[Stated goal] Please transcribe the data below exactly. Leave the pictures out.

(Stored data)
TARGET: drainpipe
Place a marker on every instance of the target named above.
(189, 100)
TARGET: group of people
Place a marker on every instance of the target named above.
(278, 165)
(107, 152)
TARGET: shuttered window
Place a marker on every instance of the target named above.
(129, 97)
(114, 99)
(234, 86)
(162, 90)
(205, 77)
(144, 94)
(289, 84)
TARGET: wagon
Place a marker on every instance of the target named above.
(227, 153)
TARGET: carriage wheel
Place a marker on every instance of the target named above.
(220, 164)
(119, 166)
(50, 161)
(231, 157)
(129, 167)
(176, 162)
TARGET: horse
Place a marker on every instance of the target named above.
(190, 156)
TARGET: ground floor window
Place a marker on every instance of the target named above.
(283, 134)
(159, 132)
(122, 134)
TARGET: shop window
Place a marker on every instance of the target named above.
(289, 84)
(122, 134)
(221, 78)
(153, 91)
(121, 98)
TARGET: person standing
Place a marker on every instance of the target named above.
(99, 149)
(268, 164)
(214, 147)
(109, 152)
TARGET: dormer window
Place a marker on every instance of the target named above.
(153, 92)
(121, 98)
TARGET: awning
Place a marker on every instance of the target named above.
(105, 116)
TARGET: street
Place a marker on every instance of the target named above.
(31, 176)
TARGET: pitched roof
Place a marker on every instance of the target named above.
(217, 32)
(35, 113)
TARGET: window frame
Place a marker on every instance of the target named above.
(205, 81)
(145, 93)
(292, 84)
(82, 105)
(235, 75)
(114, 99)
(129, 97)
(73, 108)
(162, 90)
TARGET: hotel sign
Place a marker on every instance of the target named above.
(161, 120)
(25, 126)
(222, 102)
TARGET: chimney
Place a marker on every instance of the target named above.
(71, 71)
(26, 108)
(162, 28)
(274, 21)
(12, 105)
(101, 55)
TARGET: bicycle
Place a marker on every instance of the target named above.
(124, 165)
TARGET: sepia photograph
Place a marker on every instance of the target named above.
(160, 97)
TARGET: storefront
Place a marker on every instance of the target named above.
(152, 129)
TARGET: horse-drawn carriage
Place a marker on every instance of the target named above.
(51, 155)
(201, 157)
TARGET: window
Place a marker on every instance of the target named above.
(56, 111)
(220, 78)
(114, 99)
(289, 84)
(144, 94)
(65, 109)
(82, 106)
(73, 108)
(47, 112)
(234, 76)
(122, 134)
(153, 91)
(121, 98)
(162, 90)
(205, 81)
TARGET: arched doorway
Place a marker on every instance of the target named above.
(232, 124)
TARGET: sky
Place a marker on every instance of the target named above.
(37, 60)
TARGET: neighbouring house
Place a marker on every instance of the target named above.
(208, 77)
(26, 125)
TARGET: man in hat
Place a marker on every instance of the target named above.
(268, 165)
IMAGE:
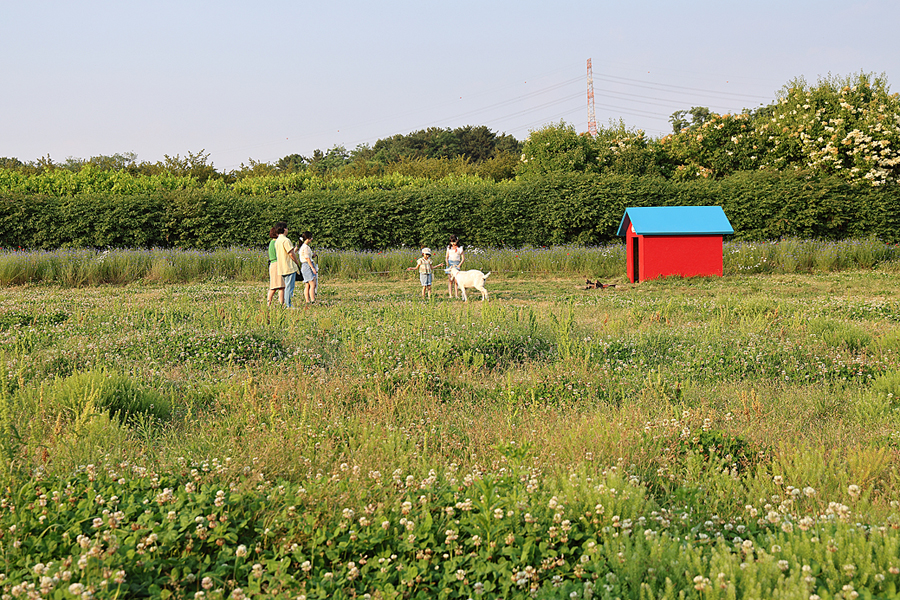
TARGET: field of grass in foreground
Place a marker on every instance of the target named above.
(705, 438)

[Solution]
TARGET: drainpipe
Place a marker on every instance of the target named above.
(189, 100)
TARGET: group of people
Place a marker on every instance of the target named above.
(278, 165)
(107, 152)
TARGET: shuttered window
Place a marker on every instance of the target named above.
(129, 97)
(114, 99)
(234, 86)
(162, 90)
(205, 77)
(144, 94)
(289, 84)
TARGET: wagon
Place a marker on every instance of the target named above.
(227, 153)
TARGET: carriage wheel
Place a marker on every instance of the target named above.
(220, 164)
(119, 166)
(50, 161)
(231, 157)
(129, 167)
(176, 162)
TARGET: horse
Place a marker on every instance of the target named above.
(190, 156)
TARGET: ground floor window
Place a marker on every instance of the target named above.
(283, 134)
(159, 132)
(122, 134)
TARGET: shop window
Place a marker on every instance of the target named above.
(289, 84)
(122, 134)
(221, 78)
(153, 91)
(121, 98)
TARGET: person standing
Place a marker on every instance of the target named above.
(99, 149)
(268, 164)
(214, 147)
(109, 152)
TARGET: dormer window
Place a marker on every instance of the target named above.
(153, 92)
(121, 98)
TARGET: awning
Place a marker on every instance of the target named above.
(105, 116)
TARGET: street
Place a marker on every instance of the target named above.
(31, 176)
TARGET: pitched roof
Place a marker on every instance of the target named above.
(217, 32)
(35, 113)
TARGET: window frame
Place a marker on every instance of the target named above.
(205, 81)
(145, 93)
(292, 84)
(82, 105)
(235, 75)
(114, 99)
(129, 97)
(73, 108)
(162, 90)
TARGET: hotel sign
Place a marker on every instance of the target named above.
(161, 120)
(25, 126)
(222, 102)
TARGET: chimney
Place a marker on every instance of the target named above.
(71, 71)
(26, 108)
(162, 28)
(274, 21)
(12, 105)
(101, 55)
TARGET: bicycle
Place a marker on every instance of the target named above.
(124, 165)
TARGET: sepia photograph
Place a marker on every instance of the target named above.
(160, 97)
TARGET: storefront
Place a marker on every instance of the target named above.
(152, 129)
TARGET: horse-drawn carriage
Place a marker on every instance of the target named above.
(51, 155)
(201, 157)
TARGET: window
Place a marker on every instance of the target named above.
(56, 111)
(220, 78)
(114, 99)
(289, 84)
(144, 94)
(65, 109)
(82, 106)
(73, 108)
(47, 112)
(234, 76)
(122, 134)
(153, 91)
(121, 98)
(162, 90)
(205, 81)
TARGET: arched doorway
Place a marker on every instance of the target named above.
(232, 124)
TARGET: sky
Place a marker on every instance of the target named above.
(37, 60)
TARGET: neighbouring house
Place a marker on every instance of the target named above.
(208, 77)
(26, 125)
TARGET: man in hat
Place a marker on every instance of the target named above.
(268, 165)
IMAGE:
TARGET: field of grass in foreground
Place a marker on every instance of the target named above.
(705, 438)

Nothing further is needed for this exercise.